WHAT THE EXERCISE ASKS: Go to the line that contains "Keypoint guideline: for each instance of the orange leaves" and extract it along with every line after it, exactly, through the end of the data below.

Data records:
****
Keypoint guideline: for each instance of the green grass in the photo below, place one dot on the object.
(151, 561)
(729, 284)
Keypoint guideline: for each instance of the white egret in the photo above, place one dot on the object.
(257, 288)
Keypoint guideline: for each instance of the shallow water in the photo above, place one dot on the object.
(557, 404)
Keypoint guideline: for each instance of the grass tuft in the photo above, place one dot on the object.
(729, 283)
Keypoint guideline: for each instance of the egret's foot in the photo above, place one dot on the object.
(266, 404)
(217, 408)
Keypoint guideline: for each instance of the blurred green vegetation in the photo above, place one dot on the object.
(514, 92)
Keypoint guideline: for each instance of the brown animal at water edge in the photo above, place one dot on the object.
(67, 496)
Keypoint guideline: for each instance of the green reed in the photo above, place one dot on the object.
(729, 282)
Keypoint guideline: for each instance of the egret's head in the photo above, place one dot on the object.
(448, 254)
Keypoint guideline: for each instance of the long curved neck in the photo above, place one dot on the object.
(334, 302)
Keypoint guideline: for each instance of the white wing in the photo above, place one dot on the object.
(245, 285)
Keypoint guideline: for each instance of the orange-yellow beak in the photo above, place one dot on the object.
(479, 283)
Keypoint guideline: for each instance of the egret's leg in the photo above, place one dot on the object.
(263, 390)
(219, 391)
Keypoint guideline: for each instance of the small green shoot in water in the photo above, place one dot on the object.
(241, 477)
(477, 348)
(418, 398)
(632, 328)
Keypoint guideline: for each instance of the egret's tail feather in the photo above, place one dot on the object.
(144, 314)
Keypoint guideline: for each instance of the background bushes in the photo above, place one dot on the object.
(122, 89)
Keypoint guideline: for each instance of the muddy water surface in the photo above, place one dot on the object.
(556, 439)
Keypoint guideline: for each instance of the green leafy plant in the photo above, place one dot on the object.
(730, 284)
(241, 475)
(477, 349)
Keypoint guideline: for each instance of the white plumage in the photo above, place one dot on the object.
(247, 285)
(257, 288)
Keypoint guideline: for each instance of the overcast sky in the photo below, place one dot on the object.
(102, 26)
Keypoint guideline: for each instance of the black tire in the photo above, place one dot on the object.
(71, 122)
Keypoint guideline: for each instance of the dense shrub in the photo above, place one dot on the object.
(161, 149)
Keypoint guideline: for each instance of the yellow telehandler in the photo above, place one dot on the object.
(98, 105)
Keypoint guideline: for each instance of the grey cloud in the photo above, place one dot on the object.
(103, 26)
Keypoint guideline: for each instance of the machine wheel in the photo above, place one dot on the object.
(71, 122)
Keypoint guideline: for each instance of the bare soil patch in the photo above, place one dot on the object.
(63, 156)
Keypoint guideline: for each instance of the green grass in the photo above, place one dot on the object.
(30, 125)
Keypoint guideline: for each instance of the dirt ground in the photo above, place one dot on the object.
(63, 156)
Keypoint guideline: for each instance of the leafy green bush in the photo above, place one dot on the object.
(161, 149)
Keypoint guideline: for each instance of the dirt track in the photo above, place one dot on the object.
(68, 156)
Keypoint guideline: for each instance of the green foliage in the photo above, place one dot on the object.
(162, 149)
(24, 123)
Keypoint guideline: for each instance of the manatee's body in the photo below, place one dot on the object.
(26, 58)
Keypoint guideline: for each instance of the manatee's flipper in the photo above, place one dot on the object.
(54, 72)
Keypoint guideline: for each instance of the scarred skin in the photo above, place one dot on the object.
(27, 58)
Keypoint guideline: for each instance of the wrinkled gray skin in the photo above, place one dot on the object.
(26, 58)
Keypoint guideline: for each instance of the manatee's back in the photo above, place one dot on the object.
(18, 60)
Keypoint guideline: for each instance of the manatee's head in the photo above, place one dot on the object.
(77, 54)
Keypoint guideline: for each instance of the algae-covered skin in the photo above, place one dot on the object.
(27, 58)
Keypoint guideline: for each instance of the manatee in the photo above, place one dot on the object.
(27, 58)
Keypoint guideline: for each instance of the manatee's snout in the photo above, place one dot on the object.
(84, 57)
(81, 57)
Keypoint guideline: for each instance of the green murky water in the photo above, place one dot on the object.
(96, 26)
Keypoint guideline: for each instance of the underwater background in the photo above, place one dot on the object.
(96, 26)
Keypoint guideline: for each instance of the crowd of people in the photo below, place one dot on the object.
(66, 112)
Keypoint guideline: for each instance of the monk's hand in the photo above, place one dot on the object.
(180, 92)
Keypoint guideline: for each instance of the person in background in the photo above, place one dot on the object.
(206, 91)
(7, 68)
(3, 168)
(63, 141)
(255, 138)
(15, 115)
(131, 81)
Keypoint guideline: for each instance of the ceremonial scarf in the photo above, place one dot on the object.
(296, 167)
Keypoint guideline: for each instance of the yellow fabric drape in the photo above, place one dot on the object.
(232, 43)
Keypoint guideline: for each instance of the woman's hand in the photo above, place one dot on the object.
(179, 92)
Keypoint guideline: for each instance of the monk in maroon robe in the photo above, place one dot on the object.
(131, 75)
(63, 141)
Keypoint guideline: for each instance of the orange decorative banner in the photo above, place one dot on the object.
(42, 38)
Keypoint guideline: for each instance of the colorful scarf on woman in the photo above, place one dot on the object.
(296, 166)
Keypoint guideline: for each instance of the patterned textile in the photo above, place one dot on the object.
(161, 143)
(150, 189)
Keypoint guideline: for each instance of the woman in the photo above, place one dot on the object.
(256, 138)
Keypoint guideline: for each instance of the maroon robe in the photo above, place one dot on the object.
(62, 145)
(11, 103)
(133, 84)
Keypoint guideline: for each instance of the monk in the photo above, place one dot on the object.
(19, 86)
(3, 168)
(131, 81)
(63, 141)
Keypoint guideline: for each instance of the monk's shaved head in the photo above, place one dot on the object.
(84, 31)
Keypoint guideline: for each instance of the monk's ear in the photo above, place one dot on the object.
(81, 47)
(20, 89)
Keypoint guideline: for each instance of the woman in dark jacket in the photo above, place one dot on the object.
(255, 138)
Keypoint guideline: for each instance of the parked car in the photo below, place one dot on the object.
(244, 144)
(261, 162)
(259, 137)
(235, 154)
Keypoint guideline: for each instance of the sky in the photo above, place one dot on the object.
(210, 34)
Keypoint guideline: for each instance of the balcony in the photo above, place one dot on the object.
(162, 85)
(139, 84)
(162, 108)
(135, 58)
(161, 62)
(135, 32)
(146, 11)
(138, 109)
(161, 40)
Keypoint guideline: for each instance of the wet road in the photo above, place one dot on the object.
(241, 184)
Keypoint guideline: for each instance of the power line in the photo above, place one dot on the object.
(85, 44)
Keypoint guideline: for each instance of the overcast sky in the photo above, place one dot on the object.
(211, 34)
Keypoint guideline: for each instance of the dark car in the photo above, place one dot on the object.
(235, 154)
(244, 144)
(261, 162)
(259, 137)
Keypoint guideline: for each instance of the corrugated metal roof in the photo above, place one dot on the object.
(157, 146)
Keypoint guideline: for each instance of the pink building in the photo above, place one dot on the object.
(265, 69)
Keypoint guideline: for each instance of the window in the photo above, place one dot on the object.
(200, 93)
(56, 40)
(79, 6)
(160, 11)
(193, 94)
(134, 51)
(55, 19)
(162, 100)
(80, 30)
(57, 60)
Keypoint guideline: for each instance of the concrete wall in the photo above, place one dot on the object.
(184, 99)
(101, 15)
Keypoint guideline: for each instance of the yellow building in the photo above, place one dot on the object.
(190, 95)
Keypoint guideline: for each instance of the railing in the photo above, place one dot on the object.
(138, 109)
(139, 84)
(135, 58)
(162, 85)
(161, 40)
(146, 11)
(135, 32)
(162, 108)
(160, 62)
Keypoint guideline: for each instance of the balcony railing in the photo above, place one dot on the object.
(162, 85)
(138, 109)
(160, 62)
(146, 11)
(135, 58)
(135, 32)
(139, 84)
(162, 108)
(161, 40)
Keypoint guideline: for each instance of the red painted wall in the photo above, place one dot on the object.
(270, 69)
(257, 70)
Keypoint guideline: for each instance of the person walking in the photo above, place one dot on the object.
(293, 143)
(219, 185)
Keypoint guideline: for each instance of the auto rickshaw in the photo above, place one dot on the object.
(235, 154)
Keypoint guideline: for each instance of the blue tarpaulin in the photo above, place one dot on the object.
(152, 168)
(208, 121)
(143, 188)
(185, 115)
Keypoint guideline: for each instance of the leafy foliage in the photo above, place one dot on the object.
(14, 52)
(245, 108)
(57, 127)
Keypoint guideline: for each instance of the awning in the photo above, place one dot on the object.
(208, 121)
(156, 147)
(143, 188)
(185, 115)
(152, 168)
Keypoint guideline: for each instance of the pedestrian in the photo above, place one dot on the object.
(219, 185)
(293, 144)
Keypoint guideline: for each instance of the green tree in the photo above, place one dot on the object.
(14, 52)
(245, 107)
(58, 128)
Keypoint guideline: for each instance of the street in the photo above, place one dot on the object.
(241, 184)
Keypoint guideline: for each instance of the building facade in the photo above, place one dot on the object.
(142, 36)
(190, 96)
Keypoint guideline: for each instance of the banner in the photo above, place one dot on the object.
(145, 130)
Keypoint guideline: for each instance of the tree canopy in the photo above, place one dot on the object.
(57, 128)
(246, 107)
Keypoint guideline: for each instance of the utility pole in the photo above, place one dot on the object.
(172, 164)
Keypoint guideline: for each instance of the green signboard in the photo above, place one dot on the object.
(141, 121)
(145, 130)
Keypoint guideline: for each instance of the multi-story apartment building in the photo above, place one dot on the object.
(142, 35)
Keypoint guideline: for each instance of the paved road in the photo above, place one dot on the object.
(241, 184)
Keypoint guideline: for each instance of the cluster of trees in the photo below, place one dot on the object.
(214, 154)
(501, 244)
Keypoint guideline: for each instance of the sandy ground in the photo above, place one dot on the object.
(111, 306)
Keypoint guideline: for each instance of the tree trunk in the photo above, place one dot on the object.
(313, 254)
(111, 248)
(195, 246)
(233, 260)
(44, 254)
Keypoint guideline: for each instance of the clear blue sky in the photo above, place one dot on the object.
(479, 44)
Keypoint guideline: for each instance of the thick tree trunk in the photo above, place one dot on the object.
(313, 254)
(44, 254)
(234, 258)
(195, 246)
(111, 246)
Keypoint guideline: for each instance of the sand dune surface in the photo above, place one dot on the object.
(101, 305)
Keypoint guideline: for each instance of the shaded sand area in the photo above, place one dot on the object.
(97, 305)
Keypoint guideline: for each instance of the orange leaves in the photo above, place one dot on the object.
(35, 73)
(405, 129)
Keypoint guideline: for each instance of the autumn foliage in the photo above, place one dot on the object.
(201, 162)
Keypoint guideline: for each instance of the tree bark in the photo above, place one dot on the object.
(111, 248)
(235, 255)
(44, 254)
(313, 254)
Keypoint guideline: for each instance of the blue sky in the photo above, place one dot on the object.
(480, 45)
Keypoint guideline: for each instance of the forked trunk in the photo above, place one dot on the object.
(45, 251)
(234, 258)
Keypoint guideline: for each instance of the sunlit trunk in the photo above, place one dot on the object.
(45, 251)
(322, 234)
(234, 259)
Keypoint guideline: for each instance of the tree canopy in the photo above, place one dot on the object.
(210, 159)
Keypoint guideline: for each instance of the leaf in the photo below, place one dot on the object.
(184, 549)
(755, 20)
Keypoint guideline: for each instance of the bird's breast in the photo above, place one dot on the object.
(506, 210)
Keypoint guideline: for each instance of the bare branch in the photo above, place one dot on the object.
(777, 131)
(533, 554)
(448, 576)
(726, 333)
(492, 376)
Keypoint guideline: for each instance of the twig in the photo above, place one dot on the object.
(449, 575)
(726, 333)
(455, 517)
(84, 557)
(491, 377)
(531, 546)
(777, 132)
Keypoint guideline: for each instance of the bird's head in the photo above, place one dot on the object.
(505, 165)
****
EXERCISE RESULT:
Keypoint guideline: for each instance of the orange leaves in the photo above, place one dot on the object.
(35, 73)
(405, 129)
Keypoint guideline: for each instance of the autumn foliage in the photo above, place one dot on the object.
(201, 162)
Keypoint guideline: for each instance of the tree bark in the photo above, place one dot on the object.
(111, 248)
(235, 255)
(44, 254)
(313, 254)
Keypoint guideline: for each instance of the blue sky in the photo above, place one dot on the object.
(480, 45)
Keypoint guideline: for each instance of the forked trunk in the photo above, place one dot on the object.
(45, 251)
(234, 258)
Keypoint guideline: for each instance of the sunlit trunk in the photo above, place one dot on the object.
(45, 251)
(322, 234)
(234, 259)
Keypoint guideline: for each instance of the tree canopy in the photo above, place one dot on the object.
(210, 159)
Keypoint guideline: for each instance of the leaf in the photo below, place one dot on the object.
(184, 549)
(755, 20)
Keypoint guideline: for each instance of the bird's breast in the photo above, place one dot on the object.
(506, 210)
Keypoint guideline: for each instance of the bare branch in the photo above, place one dot on the object.
(777, 131)
(533, 554)
(448, 576)
(726, 333)
(492, 376)
Keypoint guideline: for each instance of the twig in the photo above, place one dot on the object.
(449, 575)
(726, 333)
(455, 517)
(84, 557)
(491, 377)
(531, 546)
(777, 132)
Keypoint guideline: for each instance of the bird's head in the photo above, place one dot on the object.
(505, 165)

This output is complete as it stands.